▸ GIVEN TASK: Can you recast the lines that begin at the one containing "Task: indicate every instance of the rear bumper" and stop after the one containing "[(337, 64)]" as a numbered list, with blank lines left out and no other rows included?

═══ DATA LINES ═══

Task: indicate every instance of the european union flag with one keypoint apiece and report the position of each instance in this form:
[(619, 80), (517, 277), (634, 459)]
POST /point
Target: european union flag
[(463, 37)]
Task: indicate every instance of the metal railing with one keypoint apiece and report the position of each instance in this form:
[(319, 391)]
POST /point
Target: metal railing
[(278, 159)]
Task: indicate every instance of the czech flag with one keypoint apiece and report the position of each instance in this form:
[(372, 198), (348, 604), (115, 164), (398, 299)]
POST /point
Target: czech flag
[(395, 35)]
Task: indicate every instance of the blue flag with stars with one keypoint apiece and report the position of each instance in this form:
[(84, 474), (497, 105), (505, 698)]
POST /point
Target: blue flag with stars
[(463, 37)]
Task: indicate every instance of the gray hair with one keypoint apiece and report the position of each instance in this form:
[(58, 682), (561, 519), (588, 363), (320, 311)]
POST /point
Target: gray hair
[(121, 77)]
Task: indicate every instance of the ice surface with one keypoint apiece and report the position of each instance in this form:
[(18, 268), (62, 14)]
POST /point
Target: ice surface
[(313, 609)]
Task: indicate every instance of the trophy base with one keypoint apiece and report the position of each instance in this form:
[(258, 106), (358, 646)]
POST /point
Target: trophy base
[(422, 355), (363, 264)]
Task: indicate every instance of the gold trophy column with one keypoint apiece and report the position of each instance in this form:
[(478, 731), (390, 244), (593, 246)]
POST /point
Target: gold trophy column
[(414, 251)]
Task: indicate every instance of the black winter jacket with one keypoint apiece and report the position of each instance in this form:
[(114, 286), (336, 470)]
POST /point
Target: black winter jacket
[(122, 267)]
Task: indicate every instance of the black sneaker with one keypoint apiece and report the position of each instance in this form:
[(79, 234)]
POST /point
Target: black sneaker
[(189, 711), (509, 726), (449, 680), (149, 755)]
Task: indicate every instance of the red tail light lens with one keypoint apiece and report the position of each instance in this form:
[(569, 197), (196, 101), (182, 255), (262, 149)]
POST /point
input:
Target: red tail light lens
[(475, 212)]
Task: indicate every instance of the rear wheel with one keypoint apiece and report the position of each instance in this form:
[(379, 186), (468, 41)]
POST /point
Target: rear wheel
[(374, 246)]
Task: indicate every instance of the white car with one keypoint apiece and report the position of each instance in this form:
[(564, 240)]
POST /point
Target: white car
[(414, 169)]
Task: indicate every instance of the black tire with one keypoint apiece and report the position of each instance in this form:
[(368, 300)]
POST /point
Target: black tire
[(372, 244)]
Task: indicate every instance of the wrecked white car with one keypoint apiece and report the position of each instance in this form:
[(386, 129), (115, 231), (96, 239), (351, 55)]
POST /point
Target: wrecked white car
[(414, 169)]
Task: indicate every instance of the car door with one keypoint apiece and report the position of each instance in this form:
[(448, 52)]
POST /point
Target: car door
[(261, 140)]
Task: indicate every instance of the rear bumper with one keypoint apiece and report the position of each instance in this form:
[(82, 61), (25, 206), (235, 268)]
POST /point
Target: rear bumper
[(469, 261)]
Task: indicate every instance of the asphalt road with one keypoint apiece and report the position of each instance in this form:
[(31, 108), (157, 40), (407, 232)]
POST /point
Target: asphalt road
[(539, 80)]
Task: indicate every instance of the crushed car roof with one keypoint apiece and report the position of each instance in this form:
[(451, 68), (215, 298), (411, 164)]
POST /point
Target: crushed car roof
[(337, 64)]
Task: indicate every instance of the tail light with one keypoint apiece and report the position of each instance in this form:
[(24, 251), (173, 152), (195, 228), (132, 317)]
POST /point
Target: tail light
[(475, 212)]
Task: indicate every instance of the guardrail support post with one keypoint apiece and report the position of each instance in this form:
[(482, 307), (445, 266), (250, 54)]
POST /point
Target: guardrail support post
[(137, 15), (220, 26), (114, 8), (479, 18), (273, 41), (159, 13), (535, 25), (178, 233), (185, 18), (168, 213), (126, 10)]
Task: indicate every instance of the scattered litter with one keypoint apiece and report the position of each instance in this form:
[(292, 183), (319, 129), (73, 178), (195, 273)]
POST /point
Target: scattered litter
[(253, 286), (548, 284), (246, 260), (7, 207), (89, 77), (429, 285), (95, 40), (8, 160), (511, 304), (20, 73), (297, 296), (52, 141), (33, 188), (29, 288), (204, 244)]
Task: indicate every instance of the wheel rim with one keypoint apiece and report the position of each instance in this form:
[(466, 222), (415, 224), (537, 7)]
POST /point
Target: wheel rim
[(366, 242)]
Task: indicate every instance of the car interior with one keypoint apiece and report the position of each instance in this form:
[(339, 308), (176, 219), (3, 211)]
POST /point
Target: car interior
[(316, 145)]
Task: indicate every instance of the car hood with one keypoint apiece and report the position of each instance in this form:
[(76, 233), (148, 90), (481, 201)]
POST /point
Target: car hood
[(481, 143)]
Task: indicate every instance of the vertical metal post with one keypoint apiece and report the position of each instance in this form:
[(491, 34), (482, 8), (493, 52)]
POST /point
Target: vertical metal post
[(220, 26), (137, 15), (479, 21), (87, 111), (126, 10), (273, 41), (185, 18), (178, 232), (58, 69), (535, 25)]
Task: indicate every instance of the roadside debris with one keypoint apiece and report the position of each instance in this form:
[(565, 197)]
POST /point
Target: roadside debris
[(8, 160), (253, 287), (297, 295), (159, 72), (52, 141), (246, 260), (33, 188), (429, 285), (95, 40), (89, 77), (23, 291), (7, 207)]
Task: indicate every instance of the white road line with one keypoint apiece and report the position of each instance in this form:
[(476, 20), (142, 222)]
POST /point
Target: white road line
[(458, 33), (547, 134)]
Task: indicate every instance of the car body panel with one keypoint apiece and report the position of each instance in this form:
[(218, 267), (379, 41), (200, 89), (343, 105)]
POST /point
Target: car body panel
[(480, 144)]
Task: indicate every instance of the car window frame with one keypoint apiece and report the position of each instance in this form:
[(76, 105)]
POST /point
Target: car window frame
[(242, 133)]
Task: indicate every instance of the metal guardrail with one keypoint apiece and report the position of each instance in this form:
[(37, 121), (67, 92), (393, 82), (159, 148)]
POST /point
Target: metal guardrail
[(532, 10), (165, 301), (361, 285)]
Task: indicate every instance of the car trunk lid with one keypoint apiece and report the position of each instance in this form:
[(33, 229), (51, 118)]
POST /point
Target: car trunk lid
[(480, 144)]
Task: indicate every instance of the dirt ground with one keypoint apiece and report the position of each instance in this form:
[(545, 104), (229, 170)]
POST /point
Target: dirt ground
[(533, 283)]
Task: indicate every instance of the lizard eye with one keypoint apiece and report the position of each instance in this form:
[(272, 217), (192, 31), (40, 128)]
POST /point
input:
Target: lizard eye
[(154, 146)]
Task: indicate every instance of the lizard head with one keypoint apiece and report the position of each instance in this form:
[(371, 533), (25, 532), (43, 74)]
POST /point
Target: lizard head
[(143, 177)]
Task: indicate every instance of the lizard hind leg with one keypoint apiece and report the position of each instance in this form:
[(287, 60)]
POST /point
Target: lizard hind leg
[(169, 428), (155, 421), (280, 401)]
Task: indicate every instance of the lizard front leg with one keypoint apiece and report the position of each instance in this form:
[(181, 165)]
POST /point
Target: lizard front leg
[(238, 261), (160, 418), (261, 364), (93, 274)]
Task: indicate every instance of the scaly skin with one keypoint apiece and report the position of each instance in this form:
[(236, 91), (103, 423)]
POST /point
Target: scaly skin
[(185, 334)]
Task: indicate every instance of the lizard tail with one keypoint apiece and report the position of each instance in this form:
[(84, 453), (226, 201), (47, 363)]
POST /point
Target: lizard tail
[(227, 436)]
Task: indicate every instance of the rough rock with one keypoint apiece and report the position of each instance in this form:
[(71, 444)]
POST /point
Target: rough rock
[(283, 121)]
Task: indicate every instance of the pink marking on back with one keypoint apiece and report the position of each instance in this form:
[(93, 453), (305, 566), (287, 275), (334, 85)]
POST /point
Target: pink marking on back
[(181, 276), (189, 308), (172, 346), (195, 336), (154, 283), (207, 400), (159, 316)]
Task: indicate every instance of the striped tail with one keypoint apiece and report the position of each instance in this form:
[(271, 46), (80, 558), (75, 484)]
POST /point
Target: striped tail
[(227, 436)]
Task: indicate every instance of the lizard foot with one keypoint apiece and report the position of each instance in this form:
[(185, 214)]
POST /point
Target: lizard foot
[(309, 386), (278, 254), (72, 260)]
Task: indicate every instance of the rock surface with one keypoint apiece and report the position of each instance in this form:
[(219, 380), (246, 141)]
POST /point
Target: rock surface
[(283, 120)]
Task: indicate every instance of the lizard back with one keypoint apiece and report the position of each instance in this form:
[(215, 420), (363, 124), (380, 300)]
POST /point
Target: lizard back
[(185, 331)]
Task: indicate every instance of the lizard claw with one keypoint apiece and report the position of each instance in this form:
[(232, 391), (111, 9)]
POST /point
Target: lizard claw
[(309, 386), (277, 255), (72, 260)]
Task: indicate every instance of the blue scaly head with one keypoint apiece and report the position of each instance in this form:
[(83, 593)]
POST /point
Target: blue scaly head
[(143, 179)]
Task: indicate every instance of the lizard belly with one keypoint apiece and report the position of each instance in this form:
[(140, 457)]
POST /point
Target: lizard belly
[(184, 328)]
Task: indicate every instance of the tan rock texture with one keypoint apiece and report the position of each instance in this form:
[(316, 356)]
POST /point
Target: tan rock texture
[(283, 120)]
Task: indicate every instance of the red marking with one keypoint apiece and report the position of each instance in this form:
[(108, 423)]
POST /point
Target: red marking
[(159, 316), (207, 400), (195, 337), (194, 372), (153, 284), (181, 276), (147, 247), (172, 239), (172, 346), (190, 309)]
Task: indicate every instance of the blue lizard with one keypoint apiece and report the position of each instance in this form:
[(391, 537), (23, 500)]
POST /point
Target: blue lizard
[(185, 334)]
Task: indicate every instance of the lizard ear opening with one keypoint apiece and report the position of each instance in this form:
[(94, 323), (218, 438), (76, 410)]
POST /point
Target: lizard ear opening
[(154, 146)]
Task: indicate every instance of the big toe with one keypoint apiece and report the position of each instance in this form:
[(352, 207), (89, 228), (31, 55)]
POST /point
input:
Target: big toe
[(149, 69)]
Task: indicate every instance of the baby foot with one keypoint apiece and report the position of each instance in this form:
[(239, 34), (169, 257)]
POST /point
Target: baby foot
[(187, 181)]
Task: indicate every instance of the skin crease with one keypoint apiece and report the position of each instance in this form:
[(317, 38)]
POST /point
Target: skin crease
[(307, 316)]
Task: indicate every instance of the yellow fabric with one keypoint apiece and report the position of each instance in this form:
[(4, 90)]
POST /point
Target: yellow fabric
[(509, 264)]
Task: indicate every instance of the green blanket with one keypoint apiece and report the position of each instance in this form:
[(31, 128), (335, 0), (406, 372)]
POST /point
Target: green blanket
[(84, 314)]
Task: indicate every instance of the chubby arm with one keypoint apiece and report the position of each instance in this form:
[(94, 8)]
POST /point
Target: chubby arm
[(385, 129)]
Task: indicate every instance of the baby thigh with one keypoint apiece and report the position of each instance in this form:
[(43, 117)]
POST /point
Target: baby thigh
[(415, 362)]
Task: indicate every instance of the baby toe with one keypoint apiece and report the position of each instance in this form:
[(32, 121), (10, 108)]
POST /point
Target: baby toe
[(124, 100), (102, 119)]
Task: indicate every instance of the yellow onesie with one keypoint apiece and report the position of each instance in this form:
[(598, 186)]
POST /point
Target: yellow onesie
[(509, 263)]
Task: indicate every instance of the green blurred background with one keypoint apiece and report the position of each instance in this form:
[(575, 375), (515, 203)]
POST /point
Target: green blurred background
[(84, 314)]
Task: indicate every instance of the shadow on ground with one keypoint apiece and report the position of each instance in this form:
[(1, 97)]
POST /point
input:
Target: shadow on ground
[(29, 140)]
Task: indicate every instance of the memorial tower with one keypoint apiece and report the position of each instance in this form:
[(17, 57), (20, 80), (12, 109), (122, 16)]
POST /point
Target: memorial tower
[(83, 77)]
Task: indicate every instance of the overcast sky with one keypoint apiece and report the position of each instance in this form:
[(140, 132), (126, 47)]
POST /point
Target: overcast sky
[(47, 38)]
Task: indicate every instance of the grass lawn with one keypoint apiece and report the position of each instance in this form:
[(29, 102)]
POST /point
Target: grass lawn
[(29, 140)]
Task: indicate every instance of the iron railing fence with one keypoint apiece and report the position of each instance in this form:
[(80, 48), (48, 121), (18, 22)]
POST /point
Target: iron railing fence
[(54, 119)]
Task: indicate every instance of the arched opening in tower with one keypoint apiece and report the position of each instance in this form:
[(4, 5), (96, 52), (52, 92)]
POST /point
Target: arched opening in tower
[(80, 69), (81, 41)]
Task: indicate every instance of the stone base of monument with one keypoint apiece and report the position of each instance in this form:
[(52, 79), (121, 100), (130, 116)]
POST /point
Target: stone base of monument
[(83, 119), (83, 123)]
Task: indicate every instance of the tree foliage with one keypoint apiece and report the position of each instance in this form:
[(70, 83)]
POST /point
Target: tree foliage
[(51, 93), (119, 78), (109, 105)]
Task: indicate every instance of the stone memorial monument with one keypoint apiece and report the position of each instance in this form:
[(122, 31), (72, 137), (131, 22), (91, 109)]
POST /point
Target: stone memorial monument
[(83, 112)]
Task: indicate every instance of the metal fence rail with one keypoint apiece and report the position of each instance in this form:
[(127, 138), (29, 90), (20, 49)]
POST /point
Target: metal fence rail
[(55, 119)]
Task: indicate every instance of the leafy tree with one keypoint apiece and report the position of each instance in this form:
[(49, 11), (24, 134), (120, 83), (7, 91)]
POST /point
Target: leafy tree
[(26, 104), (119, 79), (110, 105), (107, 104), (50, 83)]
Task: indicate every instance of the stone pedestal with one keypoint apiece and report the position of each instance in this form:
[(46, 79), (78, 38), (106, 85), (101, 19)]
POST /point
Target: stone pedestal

═══

▸ RESULT:
1. Task: indicate every instance of the rear bumper with one keypoint apiece and report the position of each instance in this form:
2. [(82, 61), (25, 206), (235, 268)]
3. POST /point
4. Target: rear bumper
5. [(469, 261)]
6. Task: indicate every instance of the asphalt road with one keypoint apiece and report the position of each instance in this form:
7. [(31, 108), (157, 40), (407, 232)]
8. POST /point
9. Target: asphalt road
10. [(539, 80)]
11. Task: indicate every instance of the crushed car roof with one keypoint apiece and report the position of each instance in this form:
12. [(451, 68), (215, 298), (411, 164)]
13. POST /point
14. Target: crushed car roof
15. [(337, 64)]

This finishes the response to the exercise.